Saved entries
▬▬▬▬▬▬▬▬▬▬
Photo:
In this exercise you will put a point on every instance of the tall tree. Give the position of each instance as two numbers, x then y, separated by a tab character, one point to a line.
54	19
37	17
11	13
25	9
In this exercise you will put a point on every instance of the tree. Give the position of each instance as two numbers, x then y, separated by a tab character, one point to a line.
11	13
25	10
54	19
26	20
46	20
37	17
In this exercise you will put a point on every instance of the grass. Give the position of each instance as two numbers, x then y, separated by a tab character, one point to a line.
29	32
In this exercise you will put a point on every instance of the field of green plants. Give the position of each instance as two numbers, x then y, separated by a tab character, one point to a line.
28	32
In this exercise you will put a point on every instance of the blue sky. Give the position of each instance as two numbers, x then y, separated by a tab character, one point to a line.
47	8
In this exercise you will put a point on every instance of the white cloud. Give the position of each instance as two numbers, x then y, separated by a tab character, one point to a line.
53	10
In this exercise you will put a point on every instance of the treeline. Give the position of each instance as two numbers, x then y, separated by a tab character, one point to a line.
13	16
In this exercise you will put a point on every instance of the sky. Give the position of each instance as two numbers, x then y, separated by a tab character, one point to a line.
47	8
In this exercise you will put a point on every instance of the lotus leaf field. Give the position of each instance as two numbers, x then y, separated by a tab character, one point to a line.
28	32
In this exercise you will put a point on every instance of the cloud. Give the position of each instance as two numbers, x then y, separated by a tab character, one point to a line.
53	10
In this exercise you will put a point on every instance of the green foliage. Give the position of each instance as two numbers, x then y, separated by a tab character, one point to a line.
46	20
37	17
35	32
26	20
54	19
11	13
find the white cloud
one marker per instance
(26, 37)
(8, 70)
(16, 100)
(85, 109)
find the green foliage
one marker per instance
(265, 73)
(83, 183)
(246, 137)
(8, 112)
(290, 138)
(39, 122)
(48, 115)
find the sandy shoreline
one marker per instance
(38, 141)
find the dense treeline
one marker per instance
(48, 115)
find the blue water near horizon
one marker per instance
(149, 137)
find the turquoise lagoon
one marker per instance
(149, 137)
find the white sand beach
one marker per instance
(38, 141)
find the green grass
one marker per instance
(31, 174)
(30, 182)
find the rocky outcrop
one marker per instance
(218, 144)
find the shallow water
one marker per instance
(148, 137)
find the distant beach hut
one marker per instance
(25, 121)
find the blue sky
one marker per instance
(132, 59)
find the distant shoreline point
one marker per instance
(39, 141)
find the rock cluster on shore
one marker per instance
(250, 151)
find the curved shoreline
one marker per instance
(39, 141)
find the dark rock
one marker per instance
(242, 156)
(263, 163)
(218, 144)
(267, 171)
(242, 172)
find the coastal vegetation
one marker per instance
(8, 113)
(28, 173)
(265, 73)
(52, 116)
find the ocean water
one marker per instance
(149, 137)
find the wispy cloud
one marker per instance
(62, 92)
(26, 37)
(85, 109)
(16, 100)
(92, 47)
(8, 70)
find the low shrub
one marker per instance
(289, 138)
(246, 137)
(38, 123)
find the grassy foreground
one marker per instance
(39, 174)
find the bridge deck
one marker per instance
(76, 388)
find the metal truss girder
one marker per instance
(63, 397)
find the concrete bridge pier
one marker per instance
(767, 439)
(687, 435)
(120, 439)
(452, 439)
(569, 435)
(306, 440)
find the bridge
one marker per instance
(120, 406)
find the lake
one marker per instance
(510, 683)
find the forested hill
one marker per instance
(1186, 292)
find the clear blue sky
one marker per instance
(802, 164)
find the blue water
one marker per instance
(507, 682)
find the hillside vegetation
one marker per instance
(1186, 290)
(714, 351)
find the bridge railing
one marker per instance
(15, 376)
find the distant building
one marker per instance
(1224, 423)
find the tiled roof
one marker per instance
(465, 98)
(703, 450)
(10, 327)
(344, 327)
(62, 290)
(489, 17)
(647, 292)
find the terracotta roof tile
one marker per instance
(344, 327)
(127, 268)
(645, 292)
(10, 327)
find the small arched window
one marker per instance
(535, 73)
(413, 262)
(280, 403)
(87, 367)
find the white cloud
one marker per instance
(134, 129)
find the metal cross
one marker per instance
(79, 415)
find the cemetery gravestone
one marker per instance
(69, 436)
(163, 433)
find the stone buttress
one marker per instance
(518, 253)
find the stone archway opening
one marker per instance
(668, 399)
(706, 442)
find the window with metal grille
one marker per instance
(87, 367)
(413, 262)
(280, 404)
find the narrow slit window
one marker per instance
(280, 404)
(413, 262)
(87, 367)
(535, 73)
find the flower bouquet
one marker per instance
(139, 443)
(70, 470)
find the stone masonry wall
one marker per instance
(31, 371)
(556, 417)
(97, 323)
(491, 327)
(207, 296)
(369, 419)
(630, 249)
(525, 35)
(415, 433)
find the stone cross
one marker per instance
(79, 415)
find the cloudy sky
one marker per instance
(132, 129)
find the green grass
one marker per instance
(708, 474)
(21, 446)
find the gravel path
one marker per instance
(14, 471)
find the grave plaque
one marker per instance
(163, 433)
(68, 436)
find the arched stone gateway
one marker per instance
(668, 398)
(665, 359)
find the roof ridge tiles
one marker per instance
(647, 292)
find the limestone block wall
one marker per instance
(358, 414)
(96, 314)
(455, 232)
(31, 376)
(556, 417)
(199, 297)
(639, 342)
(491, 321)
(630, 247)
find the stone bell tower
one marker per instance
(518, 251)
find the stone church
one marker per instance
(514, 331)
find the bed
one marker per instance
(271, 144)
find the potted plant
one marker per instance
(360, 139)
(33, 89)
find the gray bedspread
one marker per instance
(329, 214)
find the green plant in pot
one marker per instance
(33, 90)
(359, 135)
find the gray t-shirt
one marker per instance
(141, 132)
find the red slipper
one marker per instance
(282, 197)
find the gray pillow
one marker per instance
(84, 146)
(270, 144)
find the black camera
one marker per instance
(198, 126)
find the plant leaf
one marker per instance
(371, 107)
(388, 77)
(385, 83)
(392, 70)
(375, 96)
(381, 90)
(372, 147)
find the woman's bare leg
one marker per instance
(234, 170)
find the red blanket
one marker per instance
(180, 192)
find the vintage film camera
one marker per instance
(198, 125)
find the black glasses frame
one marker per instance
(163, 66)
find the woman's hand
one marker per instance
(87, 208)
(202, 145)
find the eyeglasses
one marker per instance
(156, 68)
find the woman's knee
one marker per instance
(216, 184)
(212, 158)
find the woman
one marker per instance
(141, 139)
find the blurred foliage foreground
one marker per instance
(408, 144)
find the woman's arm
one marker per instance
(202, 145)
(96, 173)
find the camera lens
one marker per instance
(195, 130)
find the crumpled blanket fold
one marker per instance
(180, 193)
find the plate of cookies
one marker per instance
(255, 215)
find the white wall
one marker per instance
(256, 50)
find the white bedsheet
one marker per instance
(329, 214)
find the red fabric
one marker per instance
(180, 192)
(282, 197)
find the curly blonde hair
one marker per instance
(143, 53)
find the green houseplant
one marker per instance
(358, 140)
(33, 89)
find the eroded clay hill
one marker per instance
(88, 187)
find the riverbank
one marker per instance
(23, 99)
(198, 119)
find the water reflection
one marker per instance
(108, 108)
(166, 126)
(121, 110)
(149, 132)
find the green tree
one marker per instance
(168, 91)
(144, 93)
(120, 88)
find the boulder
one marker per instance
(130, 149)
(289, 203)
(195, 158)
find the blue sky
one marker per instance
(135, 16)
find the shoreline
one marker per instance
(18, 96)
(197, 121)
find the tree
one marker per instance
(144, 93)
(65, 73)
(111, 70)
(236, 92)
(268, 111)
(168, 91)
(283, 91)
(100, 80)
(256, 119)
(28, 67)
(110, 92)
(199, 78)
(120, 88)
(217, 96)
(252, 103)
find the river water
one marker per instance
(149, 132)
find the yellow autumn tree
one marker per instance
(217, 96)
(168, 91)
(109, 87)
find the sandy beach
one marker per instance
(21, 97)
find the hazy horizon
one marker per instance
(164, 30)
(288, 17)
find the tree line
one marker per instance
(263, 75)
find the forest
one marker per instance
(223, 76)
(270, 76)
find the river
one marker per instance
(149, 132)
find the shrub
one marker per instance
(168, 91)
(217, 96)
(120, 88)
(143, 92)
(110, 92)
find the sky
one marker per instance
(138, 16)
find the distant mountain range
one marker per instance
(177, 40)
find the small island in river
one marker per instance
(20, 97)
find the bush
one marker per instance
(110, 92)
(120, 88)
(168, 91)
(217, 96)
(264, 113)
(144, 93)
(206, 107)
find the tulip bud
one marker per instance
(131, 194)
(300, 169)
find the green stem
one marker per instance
▬▬▬▬▬▬▬▬▬▬
Task statement
Identify the lines in the entries above that contain "camera", then copy them out.

Written solution
find the black camera
find the vintage film camera
find the camera lens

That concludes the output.